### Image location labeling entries
----------------------------------------

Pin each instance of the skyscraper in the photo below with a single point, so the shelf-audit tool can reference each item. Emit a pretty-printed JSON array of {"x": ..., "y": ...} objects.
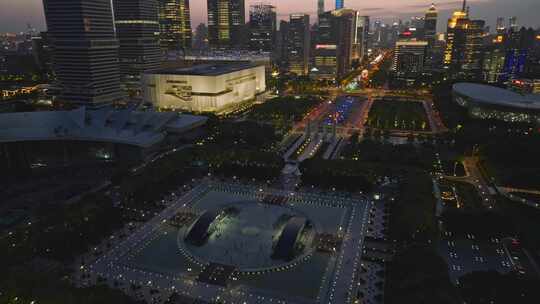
[
  {"x": 174, "y": 25},
  {"x": 262, "y": 27},
  {"x": 226, "y": 23},
  {"x": 85, "y": 51},
  {"x": 320, "y": 7},
  {"x": 464, "y": 42},
  {"x": 409, "y": 57},
  {"x": 298, "y": 44},
  {"x": 136, "y": 27},
  {"x": 362, "y": 36},
  {"x": 430, "y": 32},
  {"x": 334, "y": 49},
  {"x": 501, "y": 28}
]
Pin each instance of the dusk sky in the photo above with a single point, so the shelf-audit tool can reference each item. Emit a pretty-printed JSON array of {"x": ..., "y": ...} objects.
[{"x": 14, "y": 14}]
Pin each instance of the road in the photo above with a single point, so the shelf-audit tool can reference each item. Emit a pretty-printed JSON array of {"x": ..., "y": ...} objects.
[{"x": 476, "y": 178}]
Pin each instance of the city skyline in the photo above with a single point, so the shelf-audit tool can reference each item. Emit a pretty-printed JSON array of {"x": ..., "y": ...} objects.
[{"x": 31, "y": 11}]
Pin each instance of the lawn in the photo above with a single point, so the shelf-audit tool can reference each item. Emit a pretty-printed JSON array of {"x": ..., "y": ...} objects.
[{"x": 398, "y": 115}]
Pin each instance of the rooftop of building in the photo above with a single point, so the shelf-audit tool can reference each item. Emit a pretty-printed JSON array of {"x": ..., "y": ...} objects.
[
  {"x": 498, "y": 96},
  {"x": 209, "y": 69},
  {"x": 130, "y": 127}
]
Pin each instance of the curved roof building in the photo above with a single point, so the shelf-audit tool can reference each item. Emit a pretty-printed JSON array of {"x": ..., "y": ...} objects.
[
  {"x": 489, "y": 102},
  {"x": 128, "y": 127}
]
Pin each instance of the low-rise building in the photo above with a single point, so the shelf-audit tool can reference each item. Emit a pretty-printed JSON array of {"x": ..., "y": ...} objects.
[{"x": 205, "y": 88}]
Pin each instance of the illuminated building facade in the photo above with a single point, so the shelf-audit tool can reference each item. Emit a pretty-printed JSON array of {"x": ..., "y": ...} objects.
[
  {"x": 464, "y": 42},
  {"x": 205, "y": 88},
  {"x": 409, "y": 58},
  {"x": 298, "y": 44},
  {"x": 494, "y": 58},
  {"x": 430, "y": 33},
  {"x": 362, "y": 36},
  {"x": 335, "y": 45},
  {"x": 262, "y": 27},
  {"x": 226, "y": 23},
  {"x": 174, "y": 25},
  {"x": 136, "y": 28},
  {"x": 320, "y": 7},
  {"x": 488, "y": 102},
  {"x": 85, "y": 51}
]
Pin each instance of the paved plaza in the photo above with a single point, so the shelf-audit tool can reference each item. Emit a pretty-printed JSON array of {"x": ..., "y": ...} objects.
[{"x": 234, "y": 264}]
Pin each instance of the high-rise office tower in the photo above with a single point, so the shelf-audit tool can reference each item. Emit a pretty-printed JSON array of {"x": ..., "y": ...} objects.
[
  {"x": 430, "y": 25},
  {"x": 474, "y": 50},
  {"x": 320, "y": 7},
  {"x": 282, "y": 45},
  {"x": 335, "y": 43},
  {"x": 298, "y": 44},
  {"x": 512, "y": 24},
  {"x": 456, "y": 36},
  {"x": 362, "y": 36},
  {"x": 174, "y": 25},
  {"x": 85, "y": 51},
  {"x": 493, "y": 64},
  {"x": 226, "y": 23},
  {"x": 430, "y": 32},
  {"x": 41, "y": 50},
  {"x": 409, "y": 57},
  {"x": 136, "y": 28},
  {"x": 262, "y": 27},
  {"x": 200, "y": 39},
  {"x": 464, "y": 43},
  {"x": 418, "y": 27},
  {"x": 501, "y": 28}
]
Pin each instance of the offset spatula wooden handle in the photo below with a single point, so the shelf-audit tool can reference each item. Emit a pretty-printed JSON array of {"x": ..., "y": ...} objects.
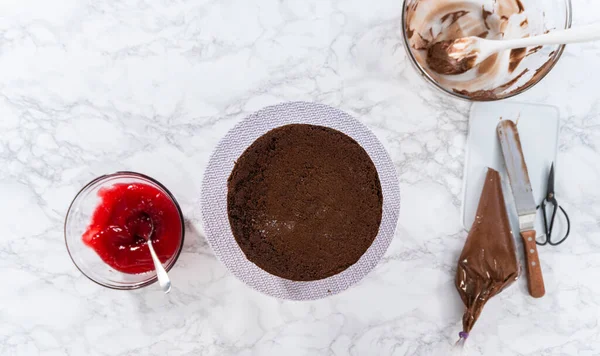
[{"x": 535, "y": 279}]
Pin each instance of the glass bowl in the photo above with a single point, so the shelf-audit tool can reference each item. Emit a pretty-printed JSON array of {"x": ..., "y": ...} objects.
[
  {"x": 436, "y": 20},
  {"x": 85, "y": 258}
]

----------------------------------------

### DO THIS
Quote each record exactly as it stands, minus the pictures.

### SOLUTION
Pin each instance of the skyscraper in the photo below with a single point, so the shelf-audit tool can reference each item. Emit a pretty-printed JSON array of {"x": ..., "y": ...} objects.
[
  {"x": 174, "y": 25},
  {"x": 262, "y": 27},
  {"x": 226, "y": 23},
  {"x": 85, "y": 51},
  {"x": 320, "y": 7},
  {"x": 464, "y": 42},
  {"x": 409, "y": 57},
  {"x": 298, "y": 44},
  {"x": 136, "y": 27},
  {"x": 362, "y": 36},
  {"x": 430, "y": 32},
  {"x": 334, "y": 49},
  {"x": 501, "y": 28}
]
Pin each instance of the dusk sky in the photo above with a single point, so the shelf-audit tool can reference each item. Emit a pretty-printed JSON array of {"x": ..., "y": ...} objects.
[{"x": 14, "y": 14}]
Pin each instance of the road in the photo above with a single point, so the shelf-audit tool can reference each item. Emit a pretty-printed JSON array of {"x": ..., "y": ...} objects.
[{"x": 476, "y": 178}]
Pin each instance of the city skyline in the photo above with a single point, so the shelf-audit tool can reference each item. Emit a pretty-printed JSON array of {"x": ..., "y": ...} objects.
[{"x": 31, "y": 11}]
Pin each instance of the lawn in the photo above with a single point, so the shelf-audit tool can reference each item. Emit a pretty-printed JSON array of {"x": ..., "y": ...} objects.
[{"x": 398, "y": 115}]
Pin each instance of the rooftop of building in the photo above with a single point, so the shelf-audit tool can reference each item. Emit a pretty-printed JSON array of {"x": ..., "y": ...} objects.
[
  {"x": 498, "y": 96},
  {"x": 209, "y": 69},
  {"x": 130, "y": 127}
]
Pin each instance of the curved roof building in the photo above with a single point, so the shelf-audit tool can reference each item. Emit a pretty-printed JSON array of {"x": ..., "y": ...} objects.
[
  {"x": 489, "y": 102},
  {"x": 128, "y": 127}
]
Pin each instance of the low-rise building in the photo above with a single point, so the shelf-audit tool can reference each item. Emit a pretty-printed JSON array of {"x": ..., "y": ...} objects.
[{"x": 205, "y": 88}]
Pin each instance of the illuminated building facade in the photo above with a single point, so the shelf-audit tool can reference each item. Emit a pretty-printed JSON array of {"x": ..., "y": ...} objects.
[
  {"x": 464, "y": 42},
  {"x": 205, "y": 88},
  {"x": 409, "y": 58},
  {"x": 298, "y": 44},
  {"x": 494, "y": 58},
  {"x": 430, "y": 33},
  {"x": 362, "y": 36},
  {"x": 335, "y": 45},
  {"x": 262, "y": 27},
  {"x": 226, "y": 23},
  {"x": 174, "y": 25},
  {"x": 136, "y": 28},
  {"x": 320, "y": 7},
  {"x": 488, "y": 102},
  {"x": 85, "y": 51}
]
Pin each instance of the paved plaza in the photo above with a single point, so the shelf-audit tool can reference each item. Emit a pretty-printed JSON array of {"x": ..., "y": ...} objects.
[{"x": 234, "y": 264}]
Pin each instance of the high-rise office tower in the photo above with a single point, so the shelf-audit tool can reference each item. Emit a pretty-printed JSON array of {"x": ..., "y": ...} objects.
[
  {"x": 430, "y": 25},
  {"x": 474, "y": 50},
  {"x": 320, "y": 7},
  {"x": 282, "y": 45},
  {"x": 335, "y": 43},
  {"x": 298, "y": 44},
  {"x": 512, "y": 24},
  {"x": 456, "y": 36},
  {"x": 362, "y": 36},
  {"x": 174, "y": 25},
  {"x": 85, "y": 51},
  {"x": 493, "y": 64},
  {"x": 226, "y": 23},
  {"x": 430, "y": 32},
  {"x": 41, "y": 50},
  {"x": 409, "y": 57},
  {"x": 136, "y": 28},
  {"x": 262, "y": 27},
  {"x": 200, "y": 39},
  {"x": 464, "y": 43},
  {"x": 418, "y": 27},
  {"x": 501, "y": 28}
]
Pin each instance of the offset spatula wooden handle in the photo below with a single point, so the shelf-audit tool can reference each item. Emit a pretty-printed JSON array of {"x": ..., "y": ...} objects.
[{"x": 535, "y": 279}]
Pin each instance of the glass bowl in the photo above with a single point, so the shelf-audit tool can reference each item. Emit a pretty-printed JSON array of {"x": ..., "y": ...} objects.
[
  {"x": 436, "y": 20},
  {"x": 85, "y": 258}
]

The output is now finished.